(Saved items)
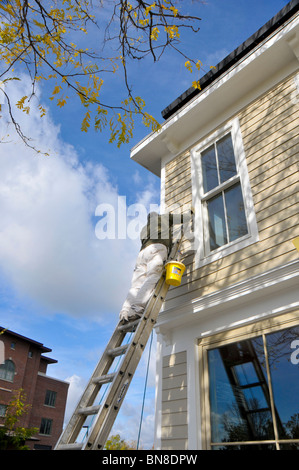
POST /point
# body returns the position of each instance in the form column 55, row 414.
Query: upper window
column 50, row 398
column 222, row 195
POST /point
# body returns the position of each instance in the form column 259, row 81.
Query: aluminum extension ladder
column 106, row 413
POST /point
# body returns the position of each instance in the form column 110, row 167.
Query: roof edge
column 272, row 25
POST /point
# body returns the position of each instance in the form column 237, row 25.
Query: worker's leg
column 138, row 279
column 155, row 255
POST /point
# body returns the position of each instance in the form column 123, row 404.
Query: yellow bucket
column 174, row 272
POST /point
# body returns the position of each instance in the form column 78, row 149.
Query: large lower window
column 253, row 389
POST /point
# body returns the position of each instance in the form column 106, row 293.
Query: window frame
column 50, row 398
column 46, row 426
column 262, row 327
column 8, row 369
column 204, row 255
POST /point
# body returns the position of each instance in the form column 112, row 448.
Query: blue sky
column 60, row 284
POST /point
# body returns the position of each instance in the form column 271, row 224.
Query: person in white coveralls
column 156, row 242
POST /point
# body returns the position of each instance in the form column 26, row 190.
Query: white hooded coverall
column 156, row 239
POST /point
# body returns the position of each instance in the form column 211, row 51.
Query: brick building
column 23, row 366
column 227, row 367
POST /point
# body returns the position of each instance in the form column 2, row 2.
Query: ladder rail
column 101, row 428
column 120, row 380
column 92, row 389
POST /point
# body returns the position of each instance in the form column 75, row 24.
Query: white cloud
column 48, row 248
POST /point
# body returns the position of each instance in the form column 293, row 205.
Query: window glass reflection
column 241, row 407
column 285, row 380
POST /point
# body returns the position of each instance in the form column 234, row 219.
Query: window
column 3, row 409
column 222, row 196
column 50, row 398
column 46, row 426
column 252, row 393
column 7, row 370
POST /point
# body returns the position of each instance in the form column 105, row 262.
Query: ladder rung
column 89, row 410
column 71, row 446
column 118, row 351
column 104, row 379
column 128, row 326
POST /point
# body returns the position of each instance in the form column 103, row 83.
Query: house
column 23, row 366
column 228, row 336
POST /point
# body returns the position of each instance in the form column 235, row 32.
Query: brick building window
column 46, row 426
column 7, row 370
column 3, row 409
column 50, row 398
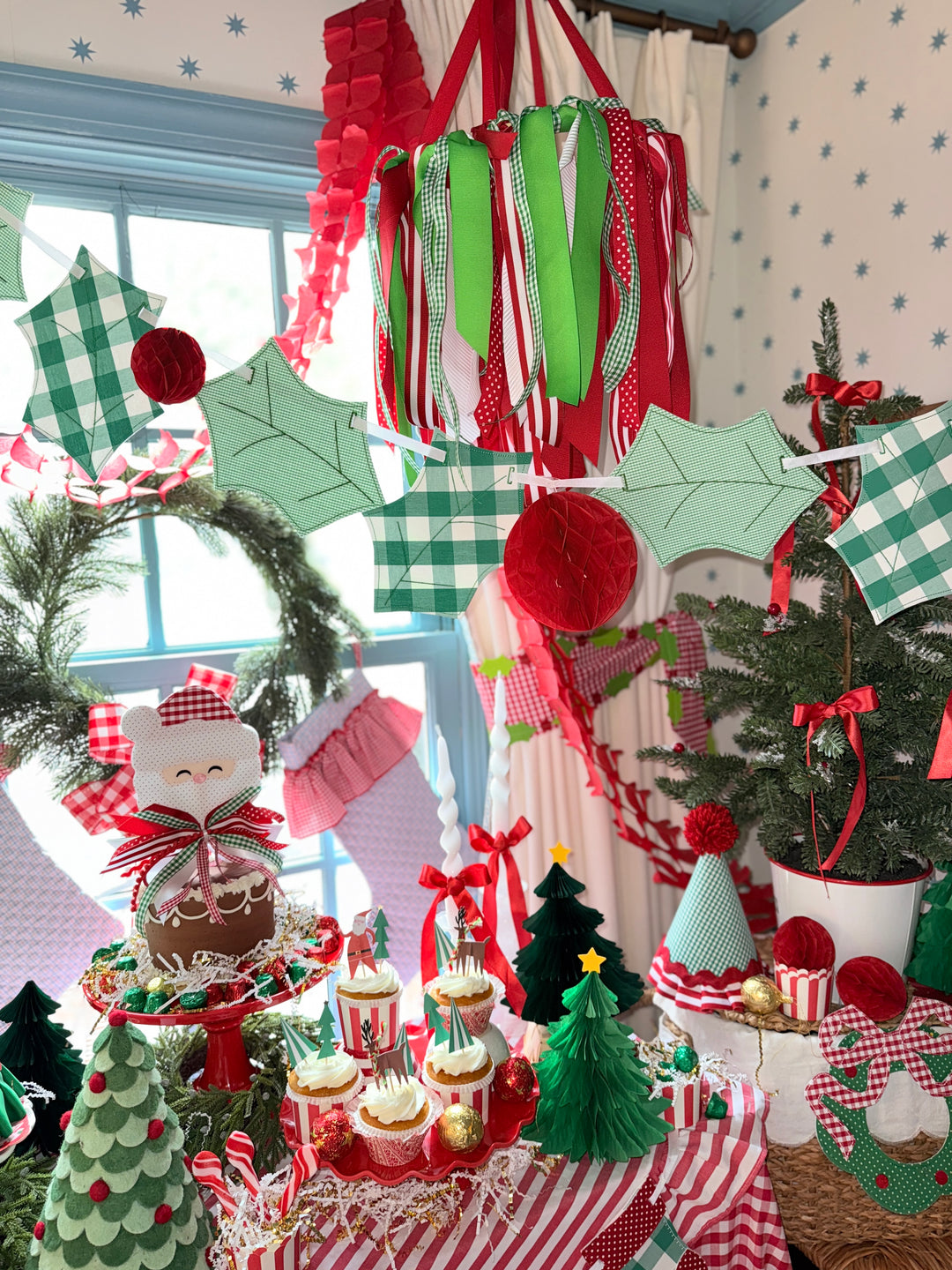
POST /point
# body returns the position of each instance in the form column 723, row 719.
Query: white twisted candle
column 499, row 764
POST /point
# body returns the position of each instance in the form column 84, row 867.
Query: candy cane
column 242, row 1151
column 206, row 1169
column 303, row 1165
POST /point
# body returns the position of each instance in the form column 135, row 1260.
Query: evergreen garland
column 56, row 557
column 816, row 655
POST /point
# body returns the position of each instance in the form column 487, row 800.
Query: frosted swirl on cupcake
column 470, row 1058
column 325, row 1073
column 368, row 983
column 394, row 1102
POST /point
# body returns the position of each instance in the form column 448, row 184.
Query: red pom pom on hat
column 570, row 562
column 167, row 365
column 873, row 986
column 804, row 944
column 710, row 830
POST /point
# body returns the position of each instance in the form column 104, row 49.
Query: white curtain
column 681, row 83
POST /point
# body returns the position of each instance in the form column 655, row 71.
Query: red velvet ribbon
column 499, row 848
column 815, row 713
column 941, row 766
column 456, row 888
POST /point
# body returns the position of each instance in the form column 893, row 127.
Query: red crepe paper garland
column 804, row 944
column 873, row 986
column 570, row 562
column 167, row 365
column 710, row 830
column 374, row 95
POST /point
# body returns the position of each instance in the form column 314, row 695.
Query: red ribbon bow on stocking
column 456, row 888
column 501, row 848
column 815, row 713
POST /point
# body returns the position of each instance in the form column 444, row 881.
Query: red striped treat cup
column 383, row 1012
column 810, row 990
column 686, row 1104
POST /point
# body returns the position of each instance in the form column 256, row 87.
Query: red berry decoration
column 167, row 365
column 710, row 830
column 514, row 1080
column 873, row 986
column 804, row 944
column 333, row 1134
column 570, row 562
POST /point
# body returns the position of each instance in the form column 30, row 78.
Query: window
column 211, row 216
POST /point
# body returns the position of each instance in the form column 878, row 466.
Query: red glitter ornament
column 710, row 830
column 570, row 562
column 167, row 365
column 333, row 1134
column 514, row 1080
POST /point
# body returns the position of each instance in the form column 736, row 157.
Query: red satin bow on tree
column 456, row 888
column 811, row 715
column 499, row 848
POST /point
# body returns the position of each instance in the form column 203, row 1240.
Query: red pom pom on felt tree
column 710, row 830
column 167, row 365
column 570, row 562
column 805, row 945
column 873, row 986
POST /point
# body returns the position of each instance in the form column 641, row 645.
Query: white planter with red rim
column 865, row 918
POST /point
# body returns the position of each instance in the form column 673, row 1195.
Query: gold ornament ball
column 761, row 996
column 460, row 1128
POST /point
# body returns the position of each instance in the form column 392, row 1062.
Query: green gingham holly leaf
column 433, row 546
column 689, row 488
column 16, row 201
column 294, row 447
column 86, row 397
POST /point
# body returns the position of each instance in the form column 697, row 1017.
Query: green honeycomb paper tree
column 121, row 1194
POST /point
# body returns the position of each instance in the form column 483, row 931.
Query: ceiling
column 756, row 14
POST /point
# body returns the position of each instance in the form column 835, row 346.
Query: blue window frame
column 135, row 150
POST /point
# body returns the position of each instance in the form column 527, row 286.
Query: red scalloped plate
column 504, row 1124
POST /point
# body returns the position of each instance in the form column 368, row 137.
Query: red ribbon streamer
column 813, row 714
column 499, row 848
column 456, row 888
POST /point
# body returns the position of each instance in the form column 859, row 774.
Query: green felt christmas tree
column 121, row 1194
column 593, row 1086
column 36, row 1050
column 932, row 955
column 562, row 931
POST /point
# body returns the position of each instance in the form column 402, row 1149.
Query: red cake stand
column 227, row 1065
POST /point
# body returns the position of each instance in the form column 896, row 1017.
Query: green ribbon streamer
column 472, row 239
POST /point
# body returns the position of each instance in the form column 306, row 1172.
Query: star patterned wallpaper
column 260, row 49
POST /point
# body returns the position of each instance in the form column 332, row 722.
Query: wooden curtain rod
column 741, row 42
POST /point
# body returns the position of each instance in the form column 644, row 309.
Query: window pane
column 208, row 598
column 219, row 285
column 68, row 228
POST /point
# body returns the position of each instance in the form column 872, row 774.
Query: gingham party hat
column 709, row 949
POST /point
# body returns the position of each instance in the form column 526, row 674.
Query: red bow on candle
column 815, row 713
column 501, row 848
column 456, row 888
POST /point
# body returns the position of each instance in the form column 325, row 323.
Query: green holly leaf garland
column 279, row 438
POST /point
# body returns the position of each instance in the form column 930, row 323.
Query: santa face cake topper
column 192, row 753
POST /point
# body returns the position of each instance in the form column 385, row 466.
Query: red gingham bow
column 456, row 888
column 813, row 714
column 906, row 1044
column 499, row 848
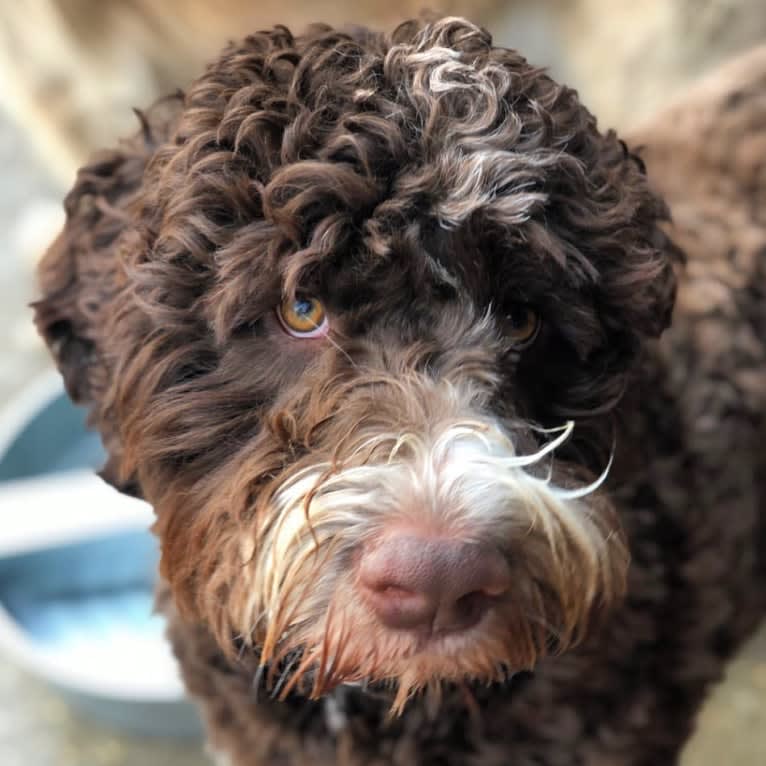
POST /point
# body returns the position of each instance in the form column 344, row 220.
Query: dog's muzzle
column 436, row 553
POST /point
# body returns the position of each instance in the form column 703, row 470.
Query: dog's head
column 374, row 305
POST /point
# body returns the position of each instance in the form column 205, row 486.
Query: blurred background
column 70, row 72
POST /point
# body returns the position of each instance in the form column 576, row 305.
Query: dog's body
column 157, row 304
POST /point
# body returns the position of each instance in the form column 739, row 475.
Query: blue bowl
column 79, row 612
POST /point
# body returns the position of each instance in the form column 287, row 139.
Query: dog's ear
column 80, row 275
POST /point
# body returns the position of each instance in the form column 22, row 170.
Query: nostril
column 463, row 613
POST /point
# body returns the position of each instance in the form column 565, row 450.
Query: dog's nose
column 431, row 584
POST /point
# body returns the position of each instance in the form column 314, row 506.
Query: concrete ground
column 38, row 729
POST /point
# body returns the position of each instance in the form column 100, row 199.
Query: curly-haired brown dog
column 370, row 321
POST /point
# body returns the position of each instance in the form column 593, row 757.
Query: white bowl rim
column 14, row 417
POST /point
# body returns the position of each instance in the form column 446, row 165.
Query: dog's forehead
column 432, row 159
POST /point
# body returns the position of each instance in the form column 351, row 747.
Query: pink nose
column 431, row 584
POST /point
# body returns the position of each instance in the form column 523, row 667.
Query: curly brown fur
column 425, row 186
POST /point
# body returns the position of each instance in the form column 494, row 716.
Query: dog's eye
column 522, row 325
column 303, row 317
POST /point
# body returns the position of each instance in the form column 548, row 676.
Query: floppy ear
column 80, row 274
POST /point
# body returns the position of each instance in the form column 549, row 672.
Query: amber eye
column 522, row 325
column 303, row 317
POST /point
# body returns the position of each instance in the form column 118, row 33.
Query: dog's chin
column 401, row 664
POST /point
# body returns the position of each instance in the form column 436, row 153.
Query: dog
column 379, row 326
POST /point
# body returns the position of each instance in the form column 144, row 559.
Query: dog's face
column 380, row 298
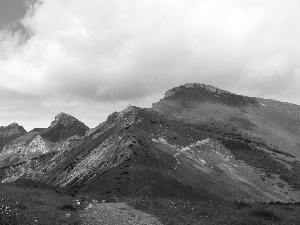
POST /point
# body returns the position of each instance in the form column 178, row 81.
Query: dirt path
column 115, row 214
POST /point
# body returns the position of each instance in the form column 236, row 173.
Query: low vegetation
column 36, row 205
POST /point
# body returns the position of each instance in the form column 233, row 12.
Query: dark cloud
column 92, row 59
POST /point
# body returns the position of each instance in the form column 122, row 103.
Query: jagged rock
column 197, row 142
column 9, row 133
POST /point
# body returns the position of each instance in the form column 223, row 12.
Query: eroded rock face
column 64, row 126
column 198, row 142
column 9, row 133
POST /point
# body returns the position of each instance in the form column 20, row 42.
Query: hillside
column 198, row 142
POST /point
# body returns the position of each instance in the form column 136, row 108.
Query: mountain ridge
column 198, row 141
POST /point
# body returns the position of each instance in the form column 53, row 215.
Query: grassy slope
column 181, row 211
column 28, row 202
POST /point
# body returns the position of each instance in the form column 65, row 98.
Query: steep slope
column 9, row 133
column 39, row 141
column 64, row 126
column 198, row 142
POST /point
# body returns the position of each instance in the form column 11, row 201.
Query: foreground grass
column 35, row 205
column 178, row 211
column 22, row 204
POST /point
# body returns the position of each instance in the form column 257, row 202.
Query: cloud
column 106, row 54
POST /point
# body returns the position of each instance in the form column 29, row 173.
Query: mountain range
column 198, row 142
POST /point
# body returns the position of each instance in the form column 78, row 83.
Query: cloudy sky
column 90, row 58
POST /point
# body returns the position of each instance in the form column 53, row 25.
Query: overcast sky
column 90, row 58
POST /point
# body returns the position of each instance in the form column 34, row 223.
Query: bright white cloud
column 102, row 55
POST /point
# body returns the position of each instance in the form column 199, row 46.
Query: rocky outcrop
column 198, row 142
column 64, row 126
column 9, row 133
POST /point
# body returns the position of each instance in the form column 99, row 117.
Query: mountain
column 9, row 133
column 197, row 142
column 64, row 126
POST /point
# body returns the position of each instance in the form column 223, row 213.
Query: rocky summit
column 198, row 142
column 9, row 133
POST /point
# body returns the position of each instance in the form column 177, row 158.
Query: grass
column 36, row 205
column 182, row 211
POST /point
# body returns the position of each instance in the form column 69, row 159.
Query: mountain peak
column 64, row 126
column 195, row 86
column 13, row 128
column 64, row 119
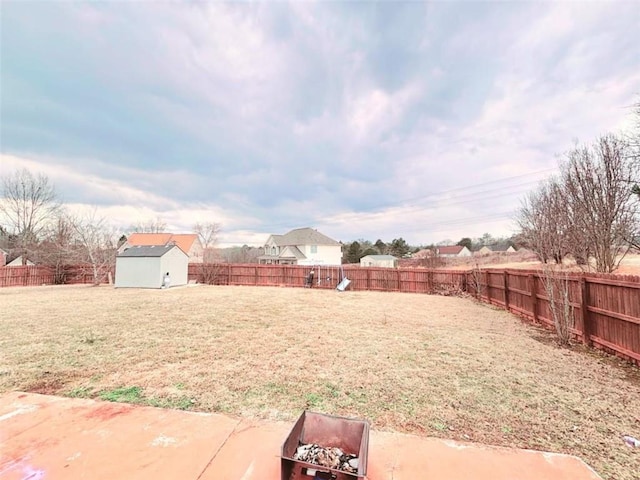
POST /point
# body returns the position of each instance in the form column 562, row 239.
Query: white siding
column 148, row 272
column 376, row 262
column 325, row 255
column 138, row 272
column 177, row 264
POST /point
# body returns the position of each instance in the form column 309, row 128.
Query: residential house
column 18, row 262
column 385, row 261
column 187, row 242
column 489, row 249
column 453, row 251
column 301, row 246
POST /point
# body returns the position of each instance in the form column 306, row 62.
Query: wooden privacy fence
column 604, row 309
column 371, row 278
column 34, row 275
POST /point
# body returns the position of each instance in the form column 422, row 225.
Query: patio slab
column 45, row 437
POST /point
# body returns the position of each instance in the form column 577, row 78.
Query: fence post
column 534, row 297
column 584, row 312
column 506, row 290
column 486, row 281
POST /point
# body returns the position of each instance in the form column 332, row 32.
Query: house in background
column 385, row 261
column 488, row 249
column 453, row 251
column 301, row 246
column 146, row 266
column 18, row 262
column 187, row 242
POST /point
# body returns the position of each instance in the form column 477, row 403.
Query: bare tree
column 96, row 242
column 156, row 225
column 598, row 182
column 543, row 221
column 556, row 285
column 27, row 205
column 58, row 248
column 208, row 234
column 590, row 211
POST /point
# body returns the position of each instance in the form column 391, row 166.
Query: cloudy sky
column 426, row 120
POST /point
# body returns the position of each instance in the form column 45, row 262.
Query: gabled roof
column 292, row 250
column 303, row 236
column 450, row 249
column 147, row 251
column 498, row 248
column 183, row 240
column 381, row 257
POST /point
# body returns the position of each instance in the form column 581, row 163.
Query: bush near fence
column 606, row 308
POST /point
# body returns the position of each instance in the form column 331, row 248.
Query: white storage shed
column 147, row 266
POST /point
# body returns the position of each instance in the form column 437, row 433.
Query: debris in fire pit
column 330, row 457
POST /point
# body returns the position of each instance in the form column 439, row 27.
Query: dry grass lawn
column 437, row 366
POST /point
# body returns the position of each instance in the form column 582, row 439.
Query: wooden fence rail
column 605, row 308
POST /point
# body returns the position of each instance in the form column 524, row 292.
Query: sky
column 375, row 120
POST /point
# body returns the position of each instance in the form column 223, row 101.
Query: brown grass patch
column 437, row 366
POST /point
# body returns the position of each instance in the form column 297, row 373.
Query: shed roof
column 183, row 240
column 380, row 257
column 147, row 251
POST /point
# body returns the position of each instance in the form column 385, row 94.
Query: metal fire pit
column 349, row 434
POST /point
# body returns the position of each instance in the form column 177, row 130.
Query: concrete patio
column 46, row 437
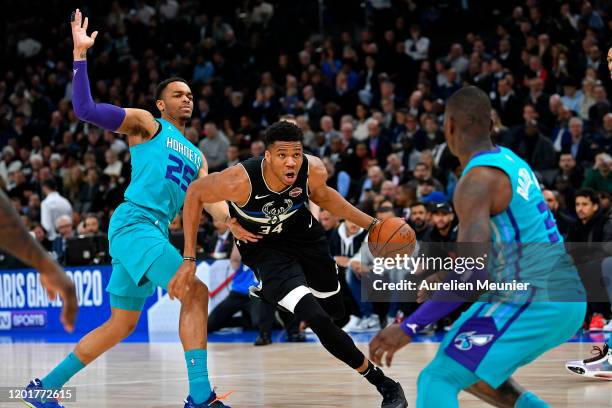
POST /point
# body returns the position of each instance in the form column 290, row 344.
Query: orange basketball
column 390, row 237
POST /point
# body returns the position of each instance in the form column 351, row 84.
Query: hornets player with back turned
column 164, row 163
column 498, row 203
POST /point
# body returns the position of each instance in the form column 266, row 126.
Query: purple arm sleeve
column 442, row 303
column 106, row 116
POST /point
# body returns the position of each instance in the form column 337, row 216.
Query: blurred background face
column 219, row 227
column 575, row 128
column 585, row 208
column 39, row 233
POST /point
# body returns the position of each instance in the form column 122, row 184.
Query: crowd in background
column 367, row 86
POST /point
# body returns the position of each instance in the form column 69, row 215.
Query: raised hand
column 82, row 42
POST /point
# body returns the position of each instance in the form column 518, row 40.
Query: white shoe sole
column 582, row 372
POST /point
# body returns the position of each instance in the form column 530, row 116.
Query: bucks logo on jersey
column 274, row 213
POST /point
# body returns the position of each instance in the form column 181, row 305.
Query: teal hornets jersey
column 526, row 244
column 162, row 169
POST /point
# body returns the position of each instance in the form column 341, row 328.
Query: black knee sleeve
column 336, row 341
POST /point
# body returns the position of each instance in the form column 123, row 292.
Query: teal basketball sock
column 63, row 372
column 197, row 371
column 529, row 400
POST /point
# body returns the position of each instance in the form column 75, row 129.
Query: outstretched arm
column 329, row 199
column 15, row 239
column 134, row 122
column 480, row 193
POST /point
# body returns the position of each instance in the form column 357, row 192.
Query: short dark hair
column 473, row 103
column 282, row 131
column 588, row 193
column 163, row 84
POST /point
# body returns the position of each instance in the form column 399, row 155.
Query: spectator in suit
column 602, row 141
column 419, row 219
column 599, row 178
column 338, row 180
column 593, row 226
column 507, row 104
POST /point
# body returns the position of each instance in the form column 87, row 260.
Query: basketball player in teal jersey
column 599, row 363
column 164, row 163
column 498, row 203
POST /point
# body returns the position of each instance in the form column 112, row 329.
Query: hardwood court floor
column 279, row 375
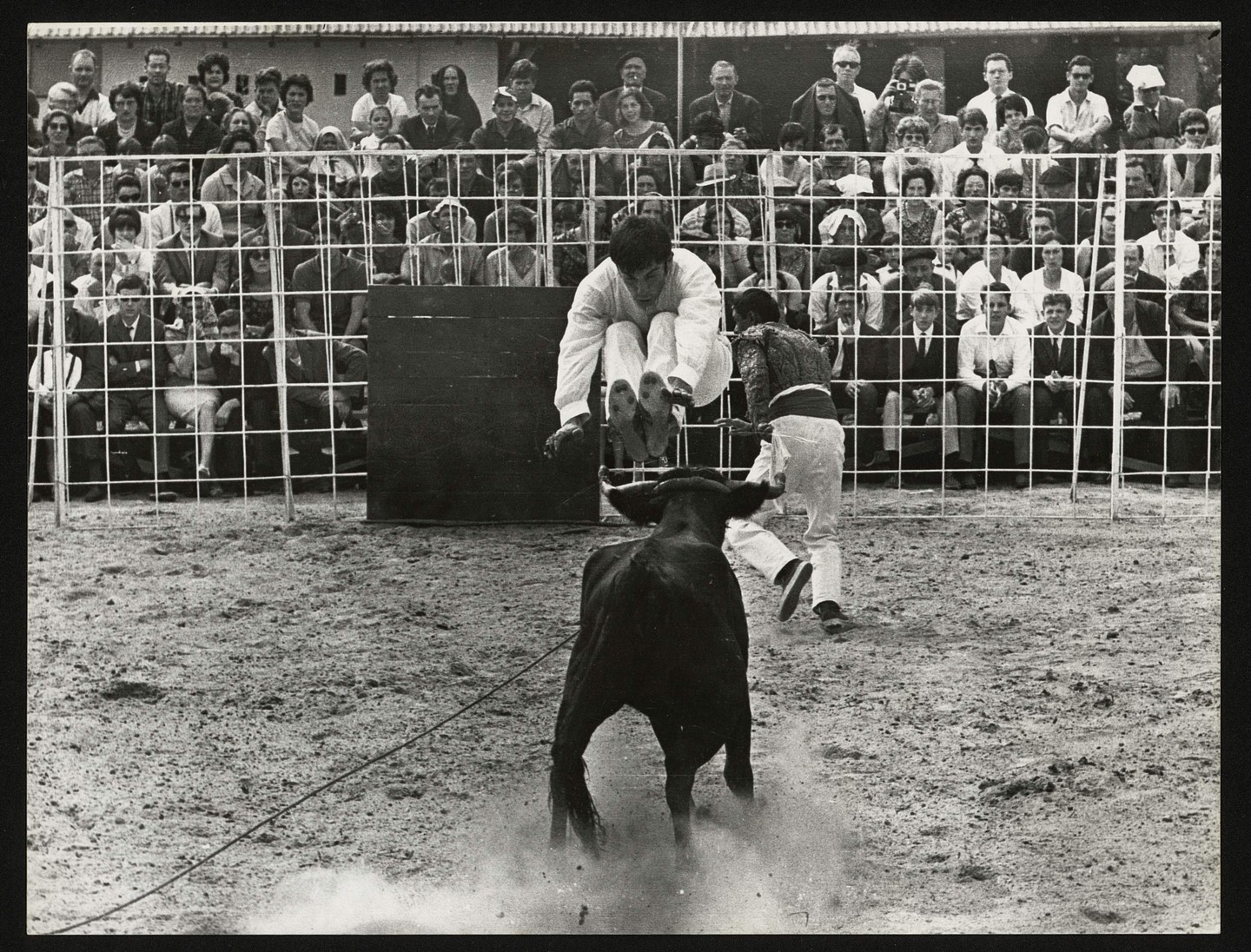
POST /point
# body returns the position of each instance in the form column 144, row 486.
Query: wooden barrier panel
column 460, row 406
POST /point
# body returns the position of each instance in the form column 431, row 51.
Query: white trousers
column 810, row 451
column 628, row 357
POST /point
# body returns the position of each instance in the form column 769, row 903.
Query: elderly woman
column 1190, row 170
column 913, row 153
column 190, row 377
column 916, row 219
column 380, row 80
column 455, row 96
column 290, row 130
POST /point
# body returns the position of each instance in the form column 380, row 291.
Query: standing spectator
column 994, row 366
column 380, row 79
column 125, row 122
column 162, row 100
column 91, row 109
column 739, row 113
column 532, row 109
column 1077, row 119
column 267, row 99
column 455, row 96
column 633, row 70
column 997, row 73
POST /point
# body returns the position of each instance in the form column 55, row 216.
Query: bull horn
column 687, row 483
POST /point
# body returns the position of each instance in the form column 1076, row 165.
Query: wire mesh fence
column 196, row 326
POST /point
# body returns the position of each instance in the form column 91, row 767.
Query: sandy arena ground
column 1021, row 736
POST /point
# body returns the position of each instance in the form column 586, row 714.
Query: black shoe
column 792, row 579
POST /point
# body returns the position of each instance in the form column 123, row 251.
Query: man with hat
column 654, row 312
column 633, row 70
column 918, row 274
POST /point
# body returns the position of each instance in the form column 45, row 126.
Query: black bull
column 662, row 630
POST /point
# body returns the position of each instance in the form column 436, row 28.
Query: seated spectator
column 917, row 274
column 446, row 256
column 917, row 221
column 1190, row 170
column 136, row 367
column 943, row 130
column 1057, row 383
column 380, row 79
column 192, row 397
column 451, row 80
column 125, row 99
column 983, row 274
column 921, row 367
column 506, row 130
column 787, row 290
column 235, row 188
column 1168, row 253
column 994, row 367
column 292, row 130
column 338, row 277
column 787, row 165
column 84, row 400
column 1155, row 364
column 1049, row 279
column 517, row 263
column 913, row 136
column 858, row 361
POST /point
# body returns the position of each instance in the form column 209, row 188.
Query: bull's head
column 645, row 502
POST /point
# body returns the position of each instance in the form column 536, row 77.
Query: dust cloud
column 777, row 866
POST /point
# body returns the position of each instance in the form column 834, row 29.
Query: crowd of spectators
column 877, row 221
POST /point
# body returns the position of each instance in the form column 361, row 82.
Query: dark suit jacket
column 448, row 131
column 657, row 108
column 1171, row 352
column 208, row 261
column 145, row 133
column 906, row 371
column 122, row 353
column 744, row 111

Exercise goal ▸ Copy the lines word for word, from the very first line through the line containing "column 272, row 25", with both ends included. Leave the pictures out of your answer.

Response ▸
POST /point
# body returns the position of each instance in the form column 55, row 414.
Query: upper window
column 50, row 398
column 222, row 195
POST /point
# body returns the position of each instance in the form column 259, row 81.
Query: aluminum extension ladder
column 106, row 413
POST /point
# body returns the position of each instance in the form column 110, row 167.
Query: roof edge
column 272, row 25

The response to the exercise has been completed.